- **SHORT PROBLEM 1**:
Which four business groups does the election article name as issuing the joint statement? List all of them.
- **SHORT PROBLEM 2**:
Answer these questions from the election article:
(a) What two words did the Comelec use for the proposed parallel manual count?
(b) Besides a full manual count, what did the four business groups urge?
(c) Whose deputy spokesperson spoke in Malacañang?
- **SHORT PROBLEM 3**:
Pick up the election article after its last sentence and carry it forward.

- **ARTICLE**:
──────

In a statement, Aquino said the misreading of the PCOS machines belied the poll agency’s claim that it is “ready.”

“The Comelec denied our proposed parallel manual count for national and selected local positions as it could open the electoral process to fraud and protest that could delay the proclamation of winners. They called it regressive and unnecessary,” he added.

4 business groups

In a joint statement, four business groups renewed their call for a full manual count for president, vice president, member of the House of Representatives, governor and mayor.

The Financial Executives Institute of the Philippines, Makati Business Club, Management Association of the Philippines, and the Philippine Bar Association also urged the immediate printing of complete sets of election forms.

The manual count in all clustered precincts was a good way to “salvage the credibility of the elections,” the groups said.

In Malacañang, President Gloria Macapagal-Arroyo’s deputy spokesperson said he did not think the Comelec would “outrightly suggest a manual counting of the election returns or the results.”

──────

- **GIVEN RECORDS**:
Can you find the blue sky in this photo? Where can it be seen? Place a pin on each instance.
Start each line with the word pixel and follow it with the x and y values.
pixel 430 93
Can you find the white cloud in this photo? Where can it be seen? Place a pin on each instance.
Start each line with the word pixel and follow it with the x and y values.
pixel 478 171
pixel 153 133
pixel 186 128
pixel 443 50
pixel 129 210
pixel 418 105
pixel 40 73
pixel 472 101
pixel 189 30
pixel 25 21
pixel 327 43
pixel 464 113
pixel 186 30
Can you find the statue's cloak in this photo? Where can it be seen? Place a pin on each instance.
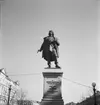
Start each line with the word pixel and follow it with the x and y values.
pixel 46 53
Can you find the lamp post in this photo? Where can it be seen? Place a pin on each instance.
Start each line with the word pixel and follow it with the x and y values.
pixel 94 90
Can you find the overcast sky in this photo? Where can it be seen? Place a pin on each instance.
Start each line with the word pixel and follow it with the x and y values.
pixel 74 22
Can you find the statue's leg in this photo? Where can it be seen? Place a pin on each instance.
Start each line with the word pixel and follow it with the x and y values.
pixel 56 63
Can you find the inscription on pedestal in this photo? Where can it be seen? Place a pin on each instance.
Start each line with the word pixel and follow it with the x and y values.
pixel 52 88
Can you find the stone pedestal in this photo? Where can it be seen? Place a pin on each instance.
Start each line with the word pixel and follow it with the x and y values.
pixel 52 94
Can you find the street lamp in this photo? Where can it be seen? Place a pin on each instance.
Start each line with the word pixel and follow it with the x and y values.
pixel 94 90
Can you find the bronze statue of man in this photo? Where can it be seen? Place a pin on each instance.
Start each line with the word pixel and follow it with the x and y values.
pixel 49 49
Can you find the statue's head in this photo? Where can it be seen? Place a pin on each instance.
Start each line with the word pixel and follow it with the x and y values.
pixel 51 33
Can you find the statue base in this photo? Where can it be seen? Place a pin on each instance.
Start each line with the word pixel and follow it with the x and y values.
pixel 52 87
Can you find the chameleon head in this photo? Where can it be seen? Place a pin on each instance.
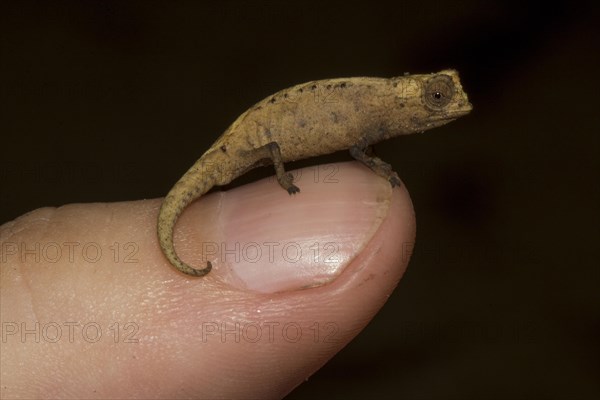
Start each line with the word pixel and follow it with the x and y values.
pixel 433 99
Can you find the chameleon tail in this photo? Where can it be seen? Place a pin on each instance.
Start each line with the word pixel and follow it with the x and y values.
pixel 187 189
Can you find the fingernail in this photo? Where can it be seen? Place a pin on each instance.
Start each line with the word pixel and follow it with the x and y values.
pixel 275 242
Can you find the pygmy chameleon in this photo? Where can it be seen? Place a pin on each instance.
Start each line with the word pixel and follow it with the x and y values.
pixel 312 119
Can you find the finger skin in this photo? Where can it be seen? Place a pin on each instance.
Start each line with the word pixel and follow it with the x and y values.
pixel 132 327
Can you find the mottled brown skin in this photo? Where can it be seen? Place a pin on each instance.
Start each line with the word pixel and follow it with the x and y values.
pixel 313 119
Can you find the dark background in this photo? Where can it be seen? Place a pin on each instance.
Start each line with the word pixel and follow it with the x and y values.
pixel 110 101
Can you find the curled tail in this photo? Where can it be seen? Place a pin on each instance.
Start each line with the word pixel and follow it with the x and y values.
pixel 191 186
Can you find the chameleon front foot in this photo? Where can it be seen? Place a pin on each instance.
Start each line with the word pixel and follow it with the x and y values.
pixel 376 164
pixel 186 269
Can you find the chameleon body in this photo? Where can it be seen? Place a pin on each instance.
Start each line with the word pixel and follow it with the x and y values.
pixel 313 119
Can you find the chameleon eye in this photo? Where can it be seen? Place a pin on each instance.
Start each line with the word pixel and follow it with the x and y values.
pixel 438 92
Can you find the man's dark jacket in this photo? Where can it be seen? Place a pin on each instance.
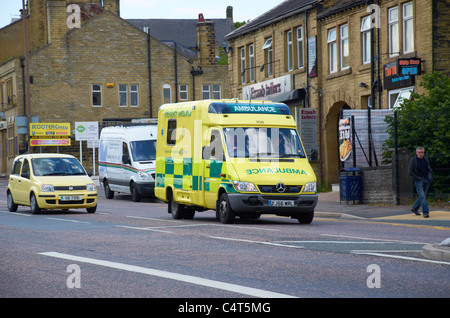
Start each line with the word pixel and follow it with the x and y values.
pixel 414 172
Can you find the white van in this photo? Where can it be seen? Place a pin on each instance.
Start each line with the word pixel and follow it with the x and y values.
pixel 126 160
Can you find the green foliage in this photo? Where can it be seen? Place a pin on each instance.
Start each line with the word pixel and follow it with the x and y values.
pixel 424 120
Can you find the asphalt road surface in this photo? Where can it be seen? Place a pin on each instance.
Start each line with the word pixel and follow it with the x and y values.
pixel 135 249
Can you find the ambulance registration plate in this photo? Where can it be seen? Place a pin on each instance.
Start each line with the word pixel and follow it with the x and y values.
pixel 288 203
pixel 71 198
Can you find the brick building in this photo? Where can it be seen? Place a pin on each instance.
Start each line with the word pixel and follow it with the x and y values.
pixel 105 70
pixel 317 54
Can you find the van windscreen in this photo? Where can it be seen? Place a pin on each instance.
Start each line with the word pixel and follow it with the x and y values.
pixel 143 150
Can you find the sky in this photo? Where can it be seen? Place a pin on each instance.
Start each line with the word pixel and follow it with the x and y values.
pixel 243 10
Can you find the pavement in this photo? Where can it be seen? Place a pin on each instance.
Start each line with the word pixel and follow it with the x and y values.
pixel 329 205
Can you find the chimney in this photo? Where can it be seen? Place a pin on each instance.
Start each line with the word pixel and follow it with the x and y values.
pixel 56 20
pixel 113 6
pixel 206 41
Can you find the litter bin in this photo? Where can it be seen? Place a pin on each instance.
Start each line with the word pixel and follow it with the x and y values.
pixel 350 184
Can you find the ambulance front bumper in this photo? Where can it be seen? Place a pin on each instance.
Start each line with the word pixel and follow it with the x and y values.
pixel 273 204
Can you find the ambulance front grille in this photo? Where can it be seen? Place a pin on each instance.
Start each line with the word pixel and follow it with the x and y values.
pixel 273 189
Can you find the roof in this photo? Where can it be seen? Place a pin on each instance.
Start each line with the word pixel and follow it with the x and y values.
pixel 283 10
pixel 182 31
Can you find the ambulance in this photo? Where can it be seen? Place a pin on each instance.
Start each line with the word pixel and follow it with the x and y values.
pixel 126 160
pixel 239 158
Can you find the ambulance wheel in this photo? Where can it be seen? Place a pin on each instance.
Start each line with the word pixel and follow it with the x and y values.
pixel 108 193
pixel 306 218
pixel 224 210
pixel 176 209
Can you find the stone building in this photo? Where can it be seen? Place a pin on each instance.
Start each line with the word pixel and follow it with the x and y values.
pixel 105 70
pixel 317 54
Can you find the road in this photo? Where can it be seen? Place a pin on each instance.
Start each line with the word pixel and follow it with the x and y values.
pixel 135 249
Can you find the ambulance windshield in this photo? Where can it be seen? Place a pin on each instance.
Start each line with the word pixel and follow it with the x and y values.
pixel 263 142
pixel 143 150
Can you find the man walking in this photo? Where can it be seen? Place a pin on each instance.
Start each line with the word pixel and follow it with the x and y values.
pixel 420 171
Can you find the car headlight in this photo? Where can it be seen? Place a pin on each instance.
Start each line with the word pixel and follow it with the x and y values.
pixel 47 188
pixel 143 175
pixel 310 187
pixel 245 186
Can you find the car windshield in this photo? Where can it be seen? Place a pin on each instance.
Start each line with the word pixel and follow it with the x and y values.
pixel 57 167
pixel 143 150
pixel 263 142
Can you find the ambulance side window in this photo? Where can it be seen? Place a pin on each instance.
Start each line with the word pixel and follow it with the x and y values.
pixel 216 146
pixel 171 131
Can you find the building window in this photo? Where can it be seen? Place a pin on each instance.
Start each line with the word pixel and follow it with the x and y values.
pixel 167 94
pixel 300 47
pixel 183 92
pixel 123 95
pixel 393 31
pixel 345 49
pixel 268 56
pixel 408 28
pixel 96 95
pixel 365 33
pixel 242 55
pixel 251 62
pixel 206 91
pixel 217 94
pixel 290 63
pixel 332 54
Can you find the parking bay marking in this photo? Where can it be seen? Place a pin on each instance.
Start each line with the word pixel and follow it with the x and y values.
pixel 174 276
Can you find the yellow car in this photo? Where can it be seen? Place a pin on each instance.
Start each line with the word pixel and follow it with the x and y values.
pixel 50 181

──────

- **REPLY 1**:
Financial Executives Institute of the Philippines
Makati Business Club
Management Association of the Philippines
Philippine Bar Association

- **REPLY 2**:
(a) Regressive and unnecessary.
(b) The immediate printing of complete sets of election forms.
(c) President Gloria Macapagal-Arroyo's.

- **REPLY 3**:
“The costs of holding the automated polls may run up to P10 billion, and that’s why the Comelec cannot just scrap this,” Rogelio Peyuan said. The poll body’s bill has so far reached P7 billion.

Ms Arroyo directed Commissioner Ray Anthony Chua of the Commission on Information and Communications Technology (CICT) to meet with officials of the Comelec and its private contractor, Smartmatic-TIM, to discuss the situation and suggest solutions, including possible “alternative moves.”

Senators Francis Escudero and Rodolfo Biazon on Tuesday asked the Comelec to scrap the conduct of automated polls and prepare to go manual now.


In a statement, Escudero, co-chair of the Congressional Poll Automation Oversight Committee, called on Comelec officials to order the printing of election paraphernalia for a mandatory, full manual count.

“The latest report about poll counting errors by the PCOS machines, at this stage of the electoral process, may very well validate long-standing concerns about the nationwide automated count of the votes to be cast on Election Day,” Escudero said.

“The Comelec must undertake preparations with utmost caution and plan for contingencies knowing that any mistake in this unprecedented exercise could cost us more than the billions spent for this project—the denial of our people’s right to elect this country’s next leaders,” he said.

In a phone interview, Biazon expressed concern that “this may be a national level thing and thus the Comelec has to come up with contingencies reverting to manual polls.”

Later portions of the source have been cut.